▶ _Source extract_:
■ ■ ■ ■

Git Product home page Git Product logo

yelp_data's Introduction

Solution overview:

Data from Yelp dataset - json files - are loaded by kafka console-producers into appropriate kafka topics. Python kafka consumers, based on spark structured streaming read those data, shape it according to cassandra schema (using advanced built-in types: counter, set, map, as well as UDT - user defined types, parsing and typecasting) and write it in appropriate tables.

Decision log

  • Initial attempt to use confluent's kafka connect - miserably failed, for some reason it stop publish messages into kafka topic after approximately 10k msg
  • additionally kafka connect wrap each event into nested structure
  • console-producers was able to publish all messages in less than 10 minutes
  • kafka topics replication & partitions set to fixed values
  • cassandra replication factor is set to 1
  • number of nodes in setup decreased to have options to be able to run all setup within workstation
  • events with mismatched schema are not published to corresponding errors topics
  • testing are very limited just to demonstrate how it can be done
  • for approach result validation and data exploratory analysis check section How to get number of businesses per category from cassandra table

Repository layout

  • conf - contains external config files for docker containers
  • consumer - python module to consume data from kafka and publish it into cassandra
  • data - yelp_dataset.tar MUST be extracted into this folder (all bootstrap scripts expect it to be there)

■ ■ ■ ■

▶ _The tasks_:
• A. In the yelp_data introduction, to what value is the Cassandra replication factor set?
• B. Recast the yelp_data introduction paragraph beginning "Data from Yelp dataset" as a short bulleted list that keeps its main facts.
• C. Pick up the yelp_data introduction after its final sentence and continue it.

■ ■ ■ ■

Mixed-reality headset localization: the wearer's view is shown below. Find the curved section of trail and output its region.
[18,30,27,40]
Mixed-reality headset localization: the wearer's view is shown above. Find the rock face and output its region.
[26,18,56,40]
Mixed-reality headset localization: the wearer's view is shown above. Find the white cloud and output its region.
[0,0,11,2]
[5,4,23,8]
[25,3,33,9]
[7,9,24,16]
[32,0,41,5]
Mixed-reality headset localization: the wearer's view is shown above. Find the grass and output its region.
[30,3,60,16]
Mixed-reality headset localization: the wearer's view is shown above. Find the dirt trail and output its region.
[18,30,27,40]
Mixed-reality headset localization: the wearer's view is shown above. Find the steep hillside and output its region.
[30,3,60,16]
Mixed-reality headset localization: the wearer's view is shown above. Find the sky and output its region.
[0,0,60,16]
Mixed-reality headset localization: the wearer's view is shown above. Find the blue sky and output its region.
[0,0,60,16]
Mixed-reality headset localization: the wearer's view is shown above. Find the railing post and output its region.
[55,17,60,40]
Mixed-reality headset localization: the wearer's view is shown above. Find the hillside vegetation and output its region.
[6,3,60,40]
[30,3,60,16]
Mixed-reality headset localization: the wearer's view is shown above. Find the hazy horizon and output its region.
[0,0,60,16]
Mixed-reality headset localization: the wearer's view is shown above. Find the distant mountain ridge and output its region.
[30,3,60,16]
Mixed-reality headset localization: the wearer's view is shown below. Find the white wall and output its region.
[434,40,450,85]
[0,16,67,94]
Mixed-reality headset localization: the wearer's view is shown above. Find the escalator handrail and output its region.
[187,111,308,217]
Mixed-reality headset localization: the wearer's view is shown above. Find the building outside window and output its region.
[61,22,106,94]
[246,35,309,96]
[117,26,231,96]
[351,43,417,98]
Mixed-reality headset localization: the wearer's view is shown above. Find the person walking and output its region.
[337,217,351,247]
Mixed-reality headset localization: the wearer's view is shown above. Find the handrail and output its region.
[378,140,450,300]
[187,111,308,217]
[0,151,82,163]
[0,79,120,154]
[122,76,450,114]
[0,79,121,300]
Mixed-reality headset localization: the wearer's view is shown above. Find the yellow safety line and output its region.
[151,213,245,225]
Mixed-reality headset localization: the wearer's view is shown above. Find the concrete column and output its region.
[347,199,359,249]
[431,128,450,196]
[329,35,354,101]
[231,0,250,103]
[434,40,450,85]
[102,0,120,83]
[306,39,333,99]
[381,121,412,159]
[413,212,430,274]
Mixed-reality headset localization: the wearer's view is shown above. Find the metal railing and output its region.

■ ■ ■ ■

▶ _Responses to the tasks_:
• A. 1

• B.
- The Yelp dataset's JSON files are loaded by Kafka console producers into the appropriate Kafka topics.
- Python Kafka consumers built on Spark Structured Streaming read the data.
- The consumers shape the data to the Cassandra schema with parsing and typecasting. This uses counter, set, map and user-defined types.
- The result is written into the appropriate Cassandra tables.

• C.
  • deploy - docker-compose files for cassandra, kafka and spark
  • cql_schemas - cassandra schema and deploy script
  • main.py - driver program that orchestrate streaming logic
  • bootstrap.sh - deploy and start all services
  • stop_all.sh - stop all docker containers and CLEAN container's data and metadata
  • start_consumers.sh - start all streaming jobs as background processes

Prerequisites

  • java 8 (see at the bottom how to use sdk tool to add additional java version)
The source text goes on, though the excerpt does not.